* TASK DETAILS
Swap "screenshot" for "image" throughout the records below, copying everything else unchanged and omitting the picture lines.

━━━━━ INFORMATION GIVEN ━━━━━

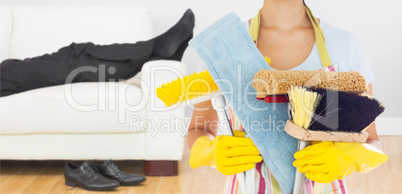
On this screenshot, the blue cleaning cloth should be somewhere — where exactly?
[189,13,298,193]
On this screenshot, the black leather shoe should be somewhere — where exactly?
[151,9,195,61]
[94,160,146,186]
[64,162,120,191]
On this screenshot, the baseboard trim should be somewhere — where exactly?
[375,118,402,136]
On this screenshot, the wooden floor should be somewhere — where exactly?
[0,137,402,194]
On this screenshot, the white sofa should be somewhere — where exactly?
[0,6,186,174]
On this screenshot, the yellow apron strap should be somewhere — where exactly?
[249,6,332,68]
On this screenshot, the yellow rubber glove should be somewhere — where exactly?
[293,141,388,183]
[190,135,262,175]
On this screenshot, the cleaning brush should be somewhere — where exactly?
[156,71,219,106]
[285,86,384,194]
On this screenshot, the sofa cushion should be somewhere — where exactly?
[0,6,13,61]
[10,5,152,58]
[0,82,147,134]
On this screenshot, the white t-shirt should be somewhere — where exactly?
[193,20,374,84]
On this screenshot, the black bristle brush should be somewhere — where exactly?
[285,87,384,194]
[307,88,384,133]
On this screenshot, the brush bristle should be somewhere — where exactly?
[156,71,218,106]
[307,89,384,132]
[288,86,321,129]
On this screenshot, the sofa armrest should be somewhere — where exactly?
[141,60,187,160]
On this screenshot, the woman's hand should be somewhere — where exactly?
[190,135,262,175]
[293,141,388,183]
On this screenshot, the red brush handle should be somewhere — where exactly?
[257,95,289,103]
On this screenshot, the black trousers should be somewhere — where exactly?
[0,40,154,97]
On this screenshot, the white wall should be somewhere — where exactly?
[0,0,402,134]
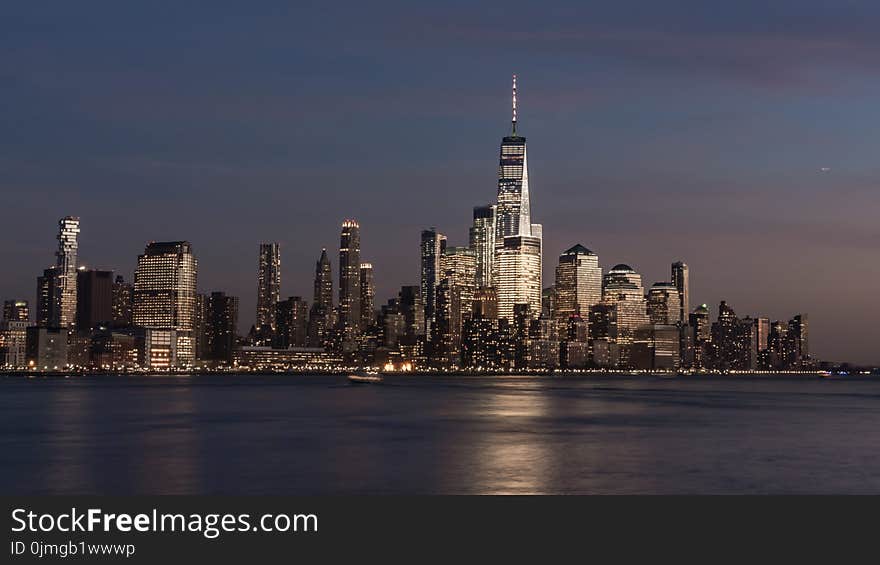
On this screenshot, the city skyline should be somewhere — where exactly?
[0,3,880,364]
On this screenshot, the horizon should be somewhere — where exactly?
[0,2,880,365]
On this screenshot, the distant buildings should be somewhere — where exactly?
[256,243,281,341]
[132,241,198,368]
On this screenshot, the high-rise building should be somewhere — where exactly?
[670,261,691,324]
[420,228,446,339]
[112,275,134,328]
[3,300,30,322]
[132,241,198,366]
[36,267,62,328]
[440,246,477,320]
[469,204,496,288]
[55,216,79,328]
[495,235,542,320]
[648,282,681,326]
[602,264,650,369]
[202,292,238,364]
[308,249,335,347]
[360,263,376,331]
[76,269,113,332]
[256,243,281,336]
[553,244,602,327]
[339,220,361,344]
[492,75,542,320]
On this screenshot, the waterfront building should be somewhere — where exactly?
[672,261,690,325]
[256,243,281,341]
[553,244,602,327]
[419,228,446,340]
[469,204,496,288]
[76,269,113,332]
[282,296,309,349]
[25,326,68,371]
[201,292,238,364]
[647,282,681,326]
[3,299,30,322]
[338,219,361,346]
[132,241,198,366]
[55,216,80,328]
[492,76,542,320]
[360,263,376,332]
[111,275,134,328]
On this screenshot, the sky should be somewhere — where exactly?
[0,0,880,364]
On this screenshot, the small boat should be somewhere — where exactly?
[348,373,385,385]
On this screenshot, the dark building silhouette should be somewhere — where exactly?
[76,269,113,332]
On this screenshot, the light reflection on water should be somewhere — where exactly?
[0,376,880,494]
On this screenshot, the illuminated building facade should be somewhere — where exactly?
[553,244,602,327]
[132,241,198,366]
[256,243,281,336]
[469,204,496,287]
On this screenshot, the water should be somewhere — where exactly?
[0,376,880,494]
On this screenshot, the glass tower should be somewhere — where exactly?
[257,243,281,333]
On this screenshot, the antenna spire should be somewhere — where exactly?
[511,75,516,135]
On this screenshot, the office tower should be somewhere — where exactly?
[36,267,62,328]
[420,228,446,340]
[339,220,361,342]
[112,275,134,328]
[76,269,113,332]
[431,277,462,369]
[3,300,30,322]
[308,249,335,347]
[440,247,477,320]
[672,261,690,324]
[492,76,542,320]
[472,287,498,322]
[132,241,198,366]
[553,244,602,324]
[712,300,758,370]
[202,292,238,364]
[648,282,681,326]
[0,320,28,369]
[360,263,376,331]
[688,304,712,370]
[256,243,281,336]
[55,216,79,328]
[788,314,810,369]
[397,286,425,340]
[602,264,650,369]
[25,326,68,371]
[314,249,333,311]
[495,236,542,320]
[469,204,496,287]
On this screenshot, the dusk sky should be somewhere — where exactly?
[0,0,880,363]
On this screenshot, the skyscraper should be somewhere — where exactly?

━━━━━

* ANSWER TO THE TASK
On this image, the blue cleaning cloth should be somewhere — where exactly?
[189,13,298,193]
On this image, the black leather shoe should be somewhere — where exactly?
[151,9,195,61]
[94,160,146,186]
[64,162,120,191]
On this image, the baseboard trim should be somewhere — where exactly?
[375,118,402,136]
On this image, the wooden floor should be somewhere — where exactly?
[0,137,402,194]
On this image, the white sofa should be somewhere — where exactly?
[0,6,186,174]
On this image, the yellow apron strap should be somewhere — where exactly?
[249,6,332,68]
On this image, the yellow rubber glove should be somewhere — where exactly?
[293,141,388,183]
[190,135,262,175]
On this image, the cleaning brush should be somewhere — where exactly?
[156,71,219,106]
[285,86,384,194]
On this image, the sofa cushion should be somewhere — where exactly?
[0,6,13,61]
[10,5,152,58]
[0,82,147,134]
On this image, the white t-shirt should be somewhere — where exactly?
[193,20,374,84]
On this image, the black bristle brush should be somewhere — where exactly?
[285,87,384,194]
[307,88,384,133]
On this image, the brush bristle should be somewhere — where exactly?
[156,71,218,106]
[307,89,384,132]
[288,86,321,129]
On this image, the sofa armrest should be somewhere — where exactly?
[141,60,187,160]
On this image, the woman's hand should be somewhere — where exactly?
[190,135,262,175]
[293,141,388,183]
On this image, the red brush handle should be somewhere — where exactly?
[257,95,289,103]
On this image, the black trousers should be somewhere — where exactly?
[0,40,154,97]
On this image, the white wall should be somewhere — where exactly?
[0,0,402,134]
On this image, the city skyline should be somewhere — where exactly?
[0,3,880,364]
On this image, the horizon should be somewhere — where exactly?
[0,2,880,365]
On this image, the distant buildings should be somewhere — where exactly?
[256,243,281,341]
[132,241,198,368]
On this image, the high-rise building should be somewhere — where exactly?
[670,261,691,324]
[420,228,446,339]
[112,275,134,328]
[3,300,30,322]
[132,241,198,366]
[36,267,62,328]
[440,246,477,320]
[469,204,496,288]
[55,216,79,328]
[495,235,542,320]
[648,282,681,326]
[602,264,650,369]
[202,292,238,364]
[308,249,335,347]
[360,263,376,331]
[76,269,113,332]
[256,243,281,336]
[553,244,602,327]
[339,220,361,344]
[492,75,542,320]
On this image, the waterfront building should be somewhere — where exactly?
[672,261,690,325]
[256,243,281,341]
[553,244,602,327]
[419,228,446,340]
[469,204,496,288]
[76,269,113,332]
[282,296,309,349]
[25,326,68,371]
[201,292,238,364]
[647,282,681,326]
[3,299,30,322]
[338,219,361,346]
[132,241,198,366]
[55,216,80,328]
[492,76,542,320]
[360,263,376,332]
[111,275,134,328]
On this image, the sky should be somewhere — where exactly?
[0,0,880,364]
On this image, the small boat should be somewhere — where exactly?
[348,373,385,385]
On this image, the dark building silhouette should be somewhere — where exactly?
[76,269,113,332]
On this image, the light reflection on water should be somewhere — where exactly?
[0,376,880,494]
On this image, the illuminated building facade should be somewhere — where exactly?
[553,244,602,327]
[132,241,198,366]
[256,243,281,336]
[469,204,496,287]
On this image, the water should be somewhere — where exactly?
[0,376,880,494]
On this image, the glass tower should be somewhere — where exactly?
[257,243,281,333]
On this image, the antenna spire should be somewhere — where exactly?
[511,75,516,135]
On this image, the office tower should be somewhere — where exactly?
[36,267,62,328]
[420,228,446,340]
[339,220,361,342]
[112,275,134,328]
[76,269,113,332]
[431,277,462,369]
[3,300,30,322]
[308,249,335,347]
[440,247,477,320]
[672,261,690,324]
[492,76,542,320]
[472,287,498,322]
[132,241,198,366]
[553,244,602,324]
[712,300,758,370]
[202,292,238,364]
[648,282,681,326]
[0,320,28,369]
[360,263,376,331]
[688,304,712,370]
[256,243,281,336]
[55,216,79,328]
[788,314,810,369]
[397,286,425,340]
[602,264,650,369]
[25,326,68,371]
[314,249,333,311]
[495,236,542,320]
[469,204,496,287]
On this image, the dusk sky should be somewhere — where exactly?
[0,0,880,363]
On this image, the skyscraper should be somewhere — where exactly?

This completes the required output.